▸ **TASK REQUIREMENTS**
Each line of the listing below should be restated word for word.

====

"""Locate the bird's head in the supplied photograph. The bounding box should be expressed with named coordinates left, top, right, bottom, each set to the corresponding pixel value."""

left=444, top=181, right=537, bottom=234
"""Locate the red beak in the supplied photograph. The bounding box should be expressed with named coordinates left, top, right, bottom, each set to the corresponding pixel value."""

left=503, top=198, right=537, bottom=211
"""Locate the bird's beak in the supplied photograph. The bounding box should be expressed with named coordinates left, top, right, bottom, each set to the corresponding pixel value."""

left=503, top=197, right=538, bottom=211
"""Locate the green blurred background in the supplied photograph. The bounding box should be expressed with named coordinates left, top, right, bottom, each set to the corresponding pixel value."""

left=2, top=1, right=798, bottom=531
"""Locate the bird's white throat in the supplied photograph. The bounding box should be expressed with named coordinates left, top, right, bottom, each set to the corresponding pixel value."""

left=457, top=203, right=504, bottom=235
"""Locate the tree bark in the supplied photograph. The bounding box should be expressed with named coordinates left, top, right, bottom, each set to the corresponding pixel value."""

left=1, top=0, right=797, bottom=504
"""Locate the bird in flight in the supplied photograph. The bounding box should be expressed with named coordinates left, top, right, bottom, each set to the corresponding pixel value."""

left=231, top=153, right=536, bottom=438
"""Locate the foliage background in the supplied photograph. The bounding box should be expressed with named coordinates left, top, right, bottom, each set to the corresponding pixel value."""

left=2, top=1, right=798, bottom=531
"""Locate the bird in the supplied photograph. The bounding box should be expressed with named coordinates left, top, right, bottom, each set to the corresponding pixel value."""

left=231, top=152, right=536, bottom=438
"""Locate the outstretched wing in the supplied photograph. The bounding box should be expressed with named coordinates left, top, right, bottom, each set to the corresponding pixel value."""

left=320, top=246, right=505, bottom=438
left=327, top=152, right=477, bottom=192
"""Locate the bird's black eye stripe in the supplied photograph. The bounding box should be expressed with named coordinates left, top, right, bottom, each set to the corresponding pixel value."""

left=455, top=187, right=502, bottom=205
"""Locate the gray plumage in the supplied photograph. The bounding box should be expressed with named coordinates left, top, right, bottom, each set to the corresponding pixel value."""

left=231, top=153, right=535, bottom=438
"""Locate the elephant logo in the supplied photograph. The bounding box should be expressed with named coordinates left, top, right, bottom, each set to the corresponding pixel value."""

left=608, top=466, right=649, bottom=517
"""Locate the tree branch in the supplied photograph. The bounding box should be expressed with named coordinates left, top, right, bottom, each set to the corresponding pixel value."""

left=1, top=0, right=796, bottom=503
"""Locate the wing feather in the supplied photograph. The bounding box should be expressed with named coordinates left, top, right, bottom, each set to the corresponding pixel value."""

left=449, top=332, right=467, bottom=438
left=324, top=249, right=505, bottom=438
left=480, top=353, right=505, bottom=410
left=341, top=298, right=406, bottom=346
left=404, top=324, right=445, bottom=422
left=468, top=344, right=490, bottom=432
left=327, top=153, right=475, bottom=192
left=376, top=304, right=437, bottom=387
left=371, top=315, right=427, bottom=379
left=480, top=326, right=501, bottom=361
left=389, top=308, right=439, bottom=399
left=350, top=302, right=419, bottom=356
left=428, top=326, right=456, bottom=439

====

▸ **OUTPUT FOR THIS TASK**
"""Locate the bird's head in the supplied photograph. The bounding box should be expressed with named coordinates left, top, right, bottom, each set to the corresponding pixel value."""

left=444, top=181, right=537, bottom=234
"""Locate the red beak in the supplied photograph. The bounding box should be expressed with named coordinates left, top, right, bottom, each set to the corresponding pixel value."""

left=503, top=198, right=537, bottom=211
"""Locate the bird's beak in the supplied photograph. The bounding box should be expressed with named coordinates left, top, right, bottom, each set to the corresponding pixel value."""

left=503, top=197, right=538, bottom=211
"""Locate the green blurred background in the supplied photograph. The bounding box should be expressed with named coordinates left, top, right, bottom, each set to the corresponding pixel value."""

left=2, top=1, right=798, bottom=531
"""Locate the bird's white throat in the supplied photograph. The bounding box should be expressed with named coordinates left, top, right, bottom, each set to the corresponding pixel value."""

left=457, top=203, right=504, bottom=235
"""Locate the tree bark in the supplied photograph. The bounding box should be expressed with named coordinates left, top, right, bottom, each set to the corresponding pixel value."""

left=1, top=0, right=797, bottom=504
"""Locate the bird in flight in the supplied photograph. The bounding box should be expressed with named coordinates left, top, right, bottom, each set to the corresponding pixel value."""

left=231, top=153, right=536, bottom=438
"""Locate the foliage background in the supplied photograph. The bounding box should be expressed with named coordinates left, top, right, bottom, each set to the corresponding pixel value."""

left=2, top=1, right=798, bottom=531
"""Locate the bird in the supplied photograph. The bounding box should be expressed with named coordinates left, top, right, bottom, each set to the corresponding pixel value."""

left=231, top=152, right=536, bottom=438
"""Locate the outstretched wing in the supplied photograph. The bounding box should be expressed with named coordinates left, top, right, bottom, each set to the corresponding pixel value."""

left=320, top=246, right=505, bottom=438
left=327, top=152, right=477, bottom=192
"""Locate the bird's black eye stripe in the supplied photograph. The bounding box should be expressed with named coordinates left, top, right, bottom, each set to the corresponding pixel value."""

left=455, top=187, right=502, bottom=205
"""Locate the gray plumage in the supplied photograph. The bounding box should be expressed with named coordinates left, top, right, bottom, each set to the corresponding pixel value."""

left=231, top=153, right=535, bottom=438
"""Locate the elephant logo in the supplied photograph. The bounding box should be expressed with named coordinates left, top, right, bottom, each set to the corresponding pixel value."""

left=608, top=466, right=649, bottom=517
"""Locate the tree branch in the supplied photograph. The bounding box should be expressed with named coordinates left, top, right, bottom, each set to the corresponding pixel value."""

left=1, top=0, right=796, bottom=503
"""Locate the wing feather in the supplied photograph. The bounding box should be expressed with named coordinates left, top, right, bottom, each set to the corresponding pixel value."""

left=449, top=332, right=467, bottom=438
left=324, top=249, right=505, bottom=438
left=480, top=353, right=505, bottom=410
left=341, top=298, right=406, bottom=346
left=404, top=324, right=445, bottom=422
left=468, top=344, right=490, bottom=432
left=327, top=153, right=475, bottom=192
left=376, top=304, right=437, bottom=387
left=371, top=315, right=427, bottom=379
left=480, top=326, right=501, bottom=361
left=389, top=308, right=439, bottom=399
left=350, top=302, right=419, bottom=356
left=428, top=326, right=456, bottom=439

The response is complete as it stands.